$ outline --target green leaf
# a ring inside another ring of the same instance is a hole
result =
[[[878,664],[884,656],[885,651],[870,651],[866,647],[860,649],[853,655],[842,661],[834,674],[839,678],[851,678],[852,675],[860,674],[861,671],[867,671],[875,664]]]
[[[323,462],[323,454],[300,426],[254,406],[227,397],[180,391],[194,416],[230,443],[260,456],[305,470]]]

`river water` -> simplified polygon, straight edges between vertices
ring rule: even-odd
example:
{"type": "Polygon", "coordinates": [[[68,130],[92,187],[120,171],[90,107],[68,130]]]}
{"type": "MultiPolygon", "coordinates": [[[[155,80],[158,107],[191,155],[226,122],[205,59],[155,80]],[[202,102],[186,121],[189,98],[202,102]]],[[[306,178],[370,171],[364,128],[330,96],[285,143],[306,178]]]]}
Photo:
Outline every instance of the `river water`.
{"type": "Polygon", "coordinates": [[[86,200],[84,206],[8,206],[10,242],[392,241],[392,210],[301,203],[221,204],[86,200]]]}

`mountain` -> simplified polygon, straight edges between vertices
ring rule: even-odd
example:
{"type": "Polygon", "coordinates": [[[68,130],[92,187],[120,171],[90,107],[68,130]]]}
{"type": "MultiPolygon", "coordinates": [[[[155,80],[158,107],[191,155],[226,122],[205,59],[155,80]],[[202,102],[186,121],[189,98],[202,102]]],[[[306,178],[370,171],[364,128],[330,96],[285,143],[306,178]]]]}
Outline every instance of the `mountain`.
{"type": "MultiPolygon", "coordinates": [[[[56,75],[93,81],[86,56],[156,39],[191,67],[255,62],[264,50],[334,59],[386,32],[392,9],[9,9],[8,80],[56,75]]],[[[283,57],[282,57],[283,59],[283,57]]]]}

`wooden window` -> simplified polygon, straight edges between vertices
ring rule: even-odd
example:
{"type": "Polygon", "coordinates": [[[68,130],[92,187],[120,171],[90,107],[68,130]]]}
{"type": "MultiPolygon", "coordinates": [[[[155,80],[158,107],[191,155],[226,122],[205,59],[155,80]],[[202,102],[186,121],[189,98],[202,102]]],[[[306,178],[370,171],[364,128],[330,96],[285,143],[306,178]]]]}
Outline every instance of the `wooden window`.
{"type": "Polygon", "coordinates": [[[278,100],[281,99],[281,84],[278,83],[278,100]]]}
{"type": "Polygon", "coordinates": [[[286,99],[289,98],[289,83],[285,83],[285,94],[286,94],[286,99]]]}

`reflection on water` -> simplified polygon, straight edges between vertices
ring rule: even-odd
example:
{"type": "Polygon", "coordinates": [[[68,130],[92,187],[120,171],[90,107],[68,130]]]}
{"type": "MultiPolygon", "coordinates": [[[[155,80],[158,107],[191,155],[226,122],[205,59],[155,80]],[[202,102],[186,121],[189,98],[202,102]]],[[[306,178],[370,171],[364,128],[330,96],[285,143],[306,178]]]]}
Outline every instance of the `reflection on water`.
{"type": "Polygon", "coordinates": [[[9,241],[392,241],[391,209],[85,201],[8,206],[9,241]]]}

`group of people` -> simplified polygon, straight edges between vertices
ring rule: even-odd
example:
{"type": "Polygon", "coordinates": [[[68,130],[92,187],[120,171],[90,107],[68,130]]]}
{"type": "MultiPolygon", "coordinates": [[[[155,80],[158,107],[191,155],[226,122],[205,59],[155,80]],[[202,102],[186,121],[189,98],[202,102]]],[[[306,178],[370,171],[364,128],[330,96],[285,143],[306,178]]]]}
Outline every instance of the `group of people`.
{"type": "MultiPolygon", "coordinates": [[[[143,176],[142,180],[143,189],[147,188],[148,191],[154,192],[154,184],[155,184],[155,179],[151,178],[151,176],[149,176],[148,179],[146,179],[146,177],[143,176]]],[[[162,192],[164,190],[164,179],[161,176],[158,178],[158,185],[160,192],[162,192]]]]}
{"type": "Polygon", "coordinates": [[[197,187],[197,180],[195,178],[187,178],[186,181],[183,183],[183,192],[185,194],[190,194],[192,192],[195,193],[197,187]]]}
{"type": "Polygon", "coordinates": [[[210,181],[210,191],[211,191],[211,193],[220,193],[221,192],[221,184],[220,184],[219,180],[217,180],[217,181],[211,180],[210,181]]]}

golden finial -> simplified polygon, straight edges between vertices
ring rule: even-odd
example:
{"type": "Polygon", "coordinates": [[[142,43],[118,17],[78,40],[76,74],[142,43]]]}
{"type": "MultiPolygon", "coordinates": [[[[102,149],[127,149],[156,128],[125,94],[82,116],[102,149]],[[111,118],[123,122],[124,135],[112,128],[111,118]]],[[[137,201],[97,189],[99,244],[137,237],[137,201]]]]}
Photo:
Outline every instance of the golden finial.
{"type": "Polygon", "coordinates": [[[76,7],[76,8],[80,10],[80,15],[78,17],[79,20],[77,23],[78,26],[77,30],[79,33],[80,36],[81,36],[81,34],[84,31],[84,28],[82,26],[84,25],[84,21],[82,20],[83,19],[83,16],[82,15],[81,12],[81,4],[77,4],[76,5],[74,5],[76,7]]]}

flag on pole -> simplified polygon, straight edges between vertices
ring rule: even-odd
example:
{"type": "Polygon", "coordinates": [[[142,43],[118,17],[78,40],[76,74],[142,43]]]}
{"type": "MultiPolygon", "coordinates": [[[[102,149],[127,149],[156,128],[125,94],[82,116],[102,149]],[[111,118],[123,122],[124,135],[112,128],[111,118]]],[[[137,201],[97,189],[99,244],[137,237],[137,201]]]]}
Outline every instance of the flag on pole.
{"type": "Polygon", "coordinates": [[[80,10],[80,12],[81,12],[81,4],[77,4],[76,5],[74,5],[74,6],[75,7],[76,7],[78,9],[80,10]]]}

**DIRECTIVE:**
Would you give the material above again, complete and exact?

**EXPECTED ANSWER:**
$ outline --target green leaf
# a ring inside another ring of the same instance is a hole
result =
[[[878,664],[884,656],[885,651],[870,651],[866,647],[860,649],[853,655],[842,661],[834,674],[839,678],[851,678],[852,675],[860,674],[861,671],[867,671],[875,664]]]
[[[323,462],[323,454],[300,426],[254,406],[227,397],[180,391],[194,416],[230,443],[260,456],[305,470]]]

`river water` -> simplified polygon, straight edges between vertices
ring rule: even-odd
example:
{"type": "Polygon", "coordinates": [[[68,130],[92,187],[120,171],[90,107],[68,130]]]}
{"type": "MultiPolygon", "coordinates": [[[[155,80],[158,107],[191,155],[226,122],[205,59],[155,80]],[[202,102],[186,121],[189,98],[202,102]]],[[[306,178],[370,171],[364,128],[330,96],[285,143],[306,178]]]]}
Photo:
Outline every instance of the `river water`.
{"type": "Polygon", "coordinates": [[[86,200],[84,206],[8,206],[10,242],[392,241],[392,210],[301,203],[221,204],[86,200]]]}

`mountain` -> simplified polygon, straight edges between vertices
ring rule: even-odd
example:
{"type": "Polygon", "coordinates": [[[68,130],[92,187],[120,171],[90,107],[68,130]]]}
{"type": "MultiPolygon", "coordinates": [[[[155,80],[158,107],[191,155],[226,122],[205,59],[155,80]],[[202,102],[186,121],[189,98],[202,102]]],[[[306,178],[370,171],[364,128],[330,96],[285,143],[306,178]]]]}
Outline every instance of the `mountain`.
{"type": "MultiPolygon", "coordinates": [[[[56,75],[93,81],[86,56],[156,39],[191,67],[255,62],[264,50],[334,59],[386,32],[392,9],[9,9],[8,80],[56,75]]],[[[283,57],[282,57],[283,59],[283,57]]]]}

`wooden window` -> simplified polygon, straight edges between vertices
ring rule: even-odd
example:
{"type": "Polygon", "coordinates": [[[68,130],[92,187],[120,171],[90,107],[68,130]]]}
{"type": "MultiPolygon", "coordinates": [[[[155,80],[158,107],[191,155],[226,122],[205,59],[155,80]],[[202,102],[186,121],[189,98],[202,102]]],[[[306,178],[370,171],[364,128],[330,96],[285,143],[306,178]]]]}
Outline every instance of the `wooden window`.
{"type": "Polygon", "coordinates": [[[278,100],[281,99],[281,84],[278,83],[278,100]]]}
{"type": "Polygon", "coordinates": [[[286,99],[289,98],[289,83],[285,83],[285,94],[286,94],[286,99]]]}

`reflection on water` -> simplified polygon, straight edges between vertices
ring rule: even-odd
example:
{"type": "Polygon", "coordinates": [[[68,130],[92,187],[120,171],[90,107],[68,130]]]}
{"type": "MultiPolygon", "coordinates": [[[[155,80],[158,107],[191,155],[226,122],[205,59],[155,80]],[[202,102],[186,121],[189,98],[202,102]]],[[[306,178],[370,171],[364,128],[330,96],[285,143],[306,178]]]]}
Outline every instance of the `reflection on water`.
{"type": "Polygon", "coordinates": [[[9,241],[392,241],[391,209],[85,201],[8,206],[9,241]]]}

`group of people` -> simplified polygon, straight edges between vertices
ring rule: even-odd
example:
{"type": "Polygon", "coordinates": [[[68,130],[92,187],[120,171],[90,107],[68,130]]]}
{"type": "MultiPolygon", "coordinates": [[[[155,80],[158,107],[191,155],[226,122],[205,59],[155,80]],[[202,102],[186,121],[189,98],[202,102]]],[[[306,178],[370,171],[364,128],[330,96],[285,143],[306,178]]]]}
Outline every instance of the `group of people`.
{"type": "MultiPolygon", "coordinates": [[[[143,176],[142,180],[143,189],[147,188],[148,191],[154,192],[154,184],[155,184],[155,179],[151,178],[151,176],[149,176],[148,179],[146,179],[146,177],[143,176]]],[[[162,192],[164,190],[164,179],[161,176],[158,178],[158,185],[160,192],[162,192]]]]}
{"type": "Polygon", "coordinates": [[[197,187],[197,180],[195,178],[187,178],[186,181],[183,183],[183,192],[185,194],[190,194],[192,192],[195,193],[197,187]]]}
{"type": "Polygon", "coordinates": [[[210,181],[210,191],[211,191],[211,193],[220,193],[221,192],[221,184],[220,184],[219,180],[217,180],[217,181],[211,180],[210,181]]]}

golden finial -> simplified polygon, straight edges between vertices
ring rule: even-odd
example:
{"type": "Polygon", "coordinates": [[[142,43],[118,17],[78,40],[76,74],[142,43]]]}
{"type": "MultiPolygon", "coordinates": [[[[102,149],[127,149],[156,128],[125,94],[82,116],[102,149]],[[111,118],[123,122],[124,135],[112,128],[111,118]]],[[[137,201],[97,189],[99,244],[137,237],[137,201]]]]}
Photo:
Outline every instance of the golden finial.
{"type": "Polygon", "coordinates": [[[76,7],[76,8],[80,10],[80,15],[78,17],[79,20],[77,23],[78,26],[77,30],[79,33],[80,36],[81,36],[81,34],[84,31],[84,28],[82,26],[84,25],[84,21],[82,20],[83,19],[83,16],[82,15],[81,12],[81,4],[77,4],[76,5],[74,5],[76,7]]]}

flag on pole -> simplified polygon, straight edges between vertices
ring rule: even-odd
example:
{"type": "Polygon", "coordinates": [[[142,43],[118,17],[78,40],[76,74],[142,43]]]}
{"type": "MultiPolygon", "coordinates": [[[[102,149],[127,149],[156,128],[125,94],[82,116],[102,149]],[[111,118],[123,122],[124,135],[112,128],[111,118]]],[[[137,201],[97,189],[99,244],[137,237],[137,201]]]]}
Outline every instance of the flag on pole.
{"type": "Polygon", "coordinates": [[[80,10],[80,12],[81,12],[81,4],[77,4],[76,5],[74,5],[74,6],[75,7],[76,7],[78,9],[80,10]]]}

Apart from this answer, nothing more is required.